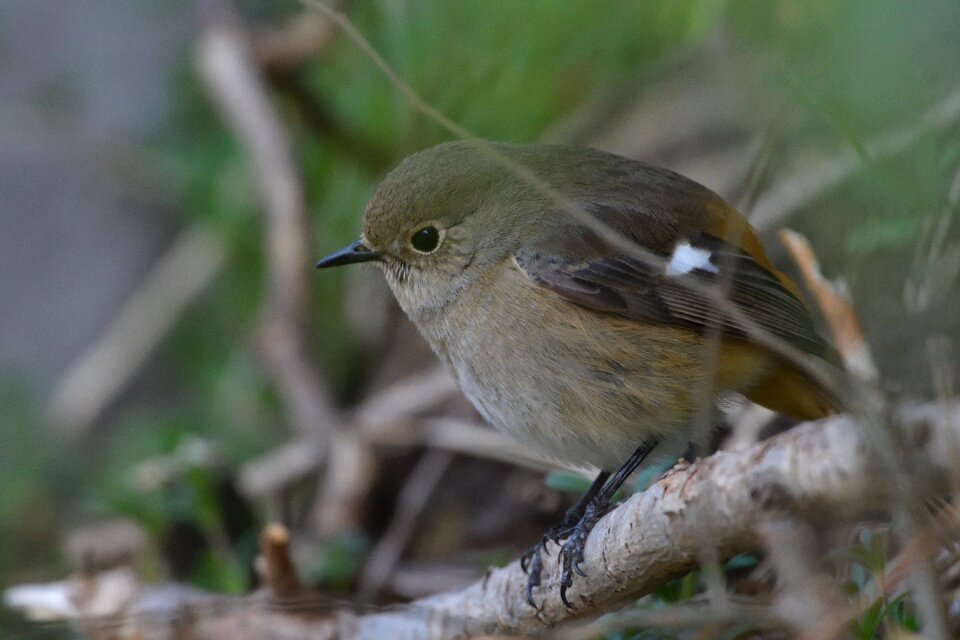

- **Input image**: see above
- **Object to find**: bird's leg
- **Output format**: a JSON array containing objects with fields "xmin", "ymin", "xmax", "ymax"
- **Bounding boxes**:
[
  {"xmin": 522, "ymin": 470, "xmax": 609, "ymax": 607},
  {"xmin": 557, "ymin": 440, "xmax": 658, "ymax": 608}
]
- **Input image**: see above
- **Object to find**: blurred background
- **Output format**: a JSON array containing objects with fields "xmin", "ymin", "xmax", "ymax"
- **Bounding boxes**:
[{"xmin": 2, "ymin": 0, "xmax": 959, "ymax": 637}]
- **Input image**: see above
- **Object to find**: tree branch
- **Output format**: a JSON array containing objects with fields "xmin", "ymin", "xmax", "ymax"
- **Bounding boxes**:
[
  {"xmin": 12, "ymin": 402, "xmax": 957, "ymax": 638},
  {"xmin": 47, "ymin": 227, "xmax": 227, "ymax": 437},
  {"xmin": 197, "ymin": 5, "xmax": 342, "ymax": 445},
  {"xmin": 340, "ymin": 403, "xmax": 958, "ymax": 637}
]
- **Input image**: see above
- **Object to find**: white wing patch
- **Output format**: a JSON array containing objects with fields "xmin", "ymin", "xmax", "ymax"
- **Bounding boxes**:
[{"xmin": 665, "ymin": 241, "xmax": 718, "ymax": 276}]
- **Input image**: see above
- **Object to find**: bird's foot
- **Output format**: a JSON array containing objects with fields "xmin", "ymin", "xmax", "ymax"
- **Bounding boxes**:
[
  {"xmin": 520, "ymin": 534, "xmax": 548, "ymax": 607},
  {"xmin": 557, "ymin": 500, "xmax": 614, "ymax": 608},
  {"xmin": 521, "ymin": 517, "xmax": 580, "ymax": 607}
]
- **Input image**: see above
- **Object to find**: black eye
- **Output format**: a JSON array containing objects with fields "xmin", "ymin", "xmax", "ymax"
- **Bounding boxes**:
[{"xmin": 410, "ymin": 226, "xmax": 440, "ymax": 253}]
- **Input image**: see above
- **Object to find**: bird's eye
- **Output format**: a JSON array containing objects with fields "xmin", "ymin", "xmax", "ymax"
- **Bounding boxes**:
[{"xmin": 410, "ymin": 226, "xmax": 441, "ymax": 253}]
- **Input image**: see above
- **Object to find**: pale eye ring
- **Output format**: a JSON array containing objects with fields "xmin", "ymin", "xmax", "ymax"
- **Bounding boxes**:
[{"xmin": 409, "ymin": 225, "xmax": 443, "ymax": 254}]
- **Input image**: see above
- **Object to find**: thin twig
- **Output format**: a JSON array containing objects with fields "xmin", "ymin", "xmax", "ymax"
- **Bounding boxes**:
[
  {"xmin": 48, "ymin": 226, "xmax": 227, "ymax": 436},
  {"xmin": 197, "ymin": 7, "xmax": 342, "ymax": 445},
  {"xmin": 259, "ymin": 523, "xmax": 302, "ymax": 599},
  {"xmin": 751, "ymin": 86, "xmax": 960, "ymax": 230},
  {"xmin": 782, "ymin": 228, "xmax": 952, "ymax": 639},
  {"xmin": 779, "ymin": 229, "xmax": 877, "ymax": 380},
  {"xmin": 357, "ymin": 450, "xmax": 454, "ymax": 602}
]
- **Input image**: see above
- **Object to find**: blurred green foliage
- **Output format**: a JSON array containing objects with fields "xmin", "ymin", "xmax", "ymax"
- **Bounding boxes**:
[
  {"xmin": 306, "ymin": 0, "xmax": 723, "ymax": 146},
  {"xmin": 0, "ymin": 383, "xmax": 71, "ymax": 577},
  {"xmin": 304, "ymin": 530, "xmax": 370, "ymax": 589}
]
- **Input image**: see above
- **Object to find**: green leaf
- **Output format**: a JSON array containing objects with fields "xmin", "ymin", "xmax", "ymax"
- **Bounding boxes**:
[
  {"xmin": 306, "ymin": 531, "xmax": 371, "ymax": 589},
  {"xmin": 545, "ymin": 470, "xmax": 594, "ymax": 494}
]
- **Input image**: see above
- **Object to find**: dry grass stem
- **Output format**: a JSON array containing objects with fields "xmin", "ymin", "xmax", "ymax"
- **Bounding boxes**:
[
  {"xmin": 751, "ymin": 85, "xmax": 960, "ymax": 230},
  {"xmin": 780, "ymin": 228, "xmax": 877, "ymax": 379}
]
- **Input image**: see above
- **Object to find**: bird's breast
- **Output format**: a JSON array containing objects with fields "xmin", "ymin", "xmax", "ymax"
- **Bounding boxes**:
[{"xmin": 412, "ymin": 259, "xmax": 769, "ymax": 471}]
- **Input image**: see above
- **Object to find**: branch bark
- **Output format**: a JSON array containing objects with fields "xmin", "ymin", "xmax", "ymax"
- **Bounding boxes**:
+ + +
**WORK TASK:** Pull every line with the word "branch" from the data.

**ANSWER BOX:**
- **Object to find**: tree branch
- **Object to find**: branch bark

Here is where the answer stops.